Directions for this task> Your task is to copy each line of the material that holds the word "target".

Data shown>
- Opening Delimiter -

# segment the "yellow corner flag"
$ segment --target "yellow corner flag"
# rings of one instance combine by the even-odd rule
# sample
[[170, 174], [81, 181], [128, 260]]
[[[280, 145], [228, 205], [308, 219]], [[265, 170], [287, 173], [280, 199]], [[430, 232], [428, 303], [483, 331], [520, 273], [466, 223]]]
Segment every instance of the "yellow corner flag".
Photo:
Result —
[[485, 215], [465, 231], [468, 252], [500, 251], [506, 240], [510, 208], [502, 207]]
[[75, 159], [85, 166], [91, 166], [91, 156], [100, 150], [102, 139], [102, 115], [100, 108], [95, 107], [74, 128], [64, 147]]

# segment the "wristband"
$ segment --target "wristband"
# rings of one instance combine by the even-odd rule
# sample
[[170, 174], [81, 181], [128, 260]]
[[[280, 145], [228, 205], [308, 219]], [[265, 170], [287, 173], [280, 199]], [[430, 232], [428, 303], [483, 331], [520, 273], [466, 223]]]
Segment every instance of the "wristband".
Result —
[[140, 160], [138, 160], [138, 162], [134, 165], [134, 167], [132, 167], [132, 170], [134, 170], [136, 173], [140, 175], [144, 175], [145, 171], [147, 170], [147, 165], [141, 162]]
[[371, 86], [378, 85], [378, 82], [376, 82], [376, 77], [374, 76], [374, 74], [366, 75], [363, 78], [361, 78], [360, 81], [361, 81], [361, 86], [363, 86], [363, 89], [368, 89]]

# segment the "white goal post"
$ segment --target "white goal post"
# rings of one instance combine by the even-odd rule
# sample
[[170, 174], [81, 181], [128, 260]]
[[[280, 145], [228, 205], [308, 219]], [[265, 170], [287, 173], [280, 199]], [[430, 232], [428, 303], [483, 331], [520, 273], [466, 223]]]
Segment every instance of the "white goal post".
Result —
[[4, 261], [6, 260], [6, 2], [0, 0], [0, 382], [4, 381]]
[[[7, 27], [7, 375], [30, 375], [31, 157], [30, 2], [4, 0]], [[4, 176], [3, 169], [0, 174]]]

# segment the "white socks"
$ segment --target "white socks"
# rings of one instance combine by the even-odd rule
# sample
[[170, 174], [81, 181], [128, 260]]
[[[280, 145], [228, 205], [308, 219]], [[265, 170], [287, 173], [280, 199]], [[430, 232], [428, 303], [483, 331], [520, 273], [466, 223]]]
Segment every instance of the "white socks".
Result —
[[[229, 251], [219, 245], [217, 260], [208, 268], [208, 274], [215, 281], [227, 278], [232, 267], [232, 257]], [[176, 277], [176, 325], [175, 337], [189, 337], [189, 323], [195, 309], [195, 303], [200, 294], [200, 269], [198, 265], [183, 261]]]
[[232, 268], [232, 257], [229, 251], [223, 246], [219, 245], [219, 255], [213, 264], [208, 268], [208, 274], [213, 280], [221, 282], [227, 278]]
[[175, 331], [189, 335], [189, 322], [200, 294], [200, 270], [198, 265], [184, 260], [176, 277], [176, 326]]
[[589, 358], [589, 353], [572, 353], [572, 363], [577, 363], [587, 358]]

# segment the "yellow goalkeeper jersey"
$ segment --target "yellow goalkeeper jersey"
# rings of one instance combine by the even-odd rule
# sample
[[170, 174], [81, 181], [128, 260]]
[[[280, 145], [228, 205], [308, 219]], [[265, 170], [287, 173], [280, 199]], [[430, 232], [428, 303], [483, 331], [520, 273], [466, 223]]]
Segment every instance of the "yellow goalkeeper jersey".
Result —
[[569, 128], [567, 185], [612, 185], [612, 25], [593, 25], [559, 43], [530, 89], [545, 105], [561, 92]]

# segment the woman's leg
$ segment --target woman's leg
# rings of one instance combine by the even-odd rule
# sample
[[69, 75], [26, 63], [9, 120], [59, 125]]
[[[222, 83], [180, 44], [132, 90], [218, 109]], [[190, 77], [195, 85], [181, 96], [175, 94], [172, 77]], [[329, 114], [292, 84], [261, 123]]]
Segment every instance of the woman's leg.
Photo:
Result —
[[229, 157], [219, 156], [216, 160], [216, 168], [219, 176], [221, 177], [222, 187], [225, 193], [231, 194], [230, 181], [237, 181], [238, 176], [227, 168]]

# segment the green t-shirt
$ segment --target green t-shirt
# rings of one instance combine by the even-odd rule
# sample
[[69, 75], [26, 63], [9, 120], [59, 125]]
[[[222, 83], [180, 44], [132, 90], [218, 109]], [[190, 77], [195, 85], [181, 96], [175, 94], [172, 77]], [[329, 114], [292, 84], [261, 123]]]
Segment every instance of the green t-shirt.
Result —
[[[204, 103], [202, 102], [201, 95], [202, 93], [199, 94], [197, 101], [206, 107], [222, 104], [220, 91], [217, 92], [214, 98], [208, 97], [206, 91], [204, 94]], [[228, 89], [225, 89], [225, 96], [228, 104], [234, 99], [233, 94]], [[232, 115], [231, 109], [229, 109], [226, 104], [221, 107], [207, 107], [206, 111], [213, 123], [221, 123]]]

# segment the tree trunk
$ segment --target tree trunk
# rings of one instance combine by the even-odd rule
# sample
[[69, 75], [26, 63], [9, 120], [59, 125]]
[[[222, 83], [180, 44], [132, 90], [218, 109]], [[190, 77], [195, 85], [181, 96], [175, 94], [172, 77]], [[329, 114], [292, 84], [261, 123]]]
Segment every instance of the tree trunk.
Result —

- Closing Delimiter -

Your response>
$ segment --target "yellow corner flag"
$ segment --target "wristband"
$ segment --target "white goal post"
$ segment --target "white socks"
$ segment --target "yellow goalkeeper jersey"
$ segment --target woman's leg
$ segment --target green t-shirt
$ segment --target tree trunk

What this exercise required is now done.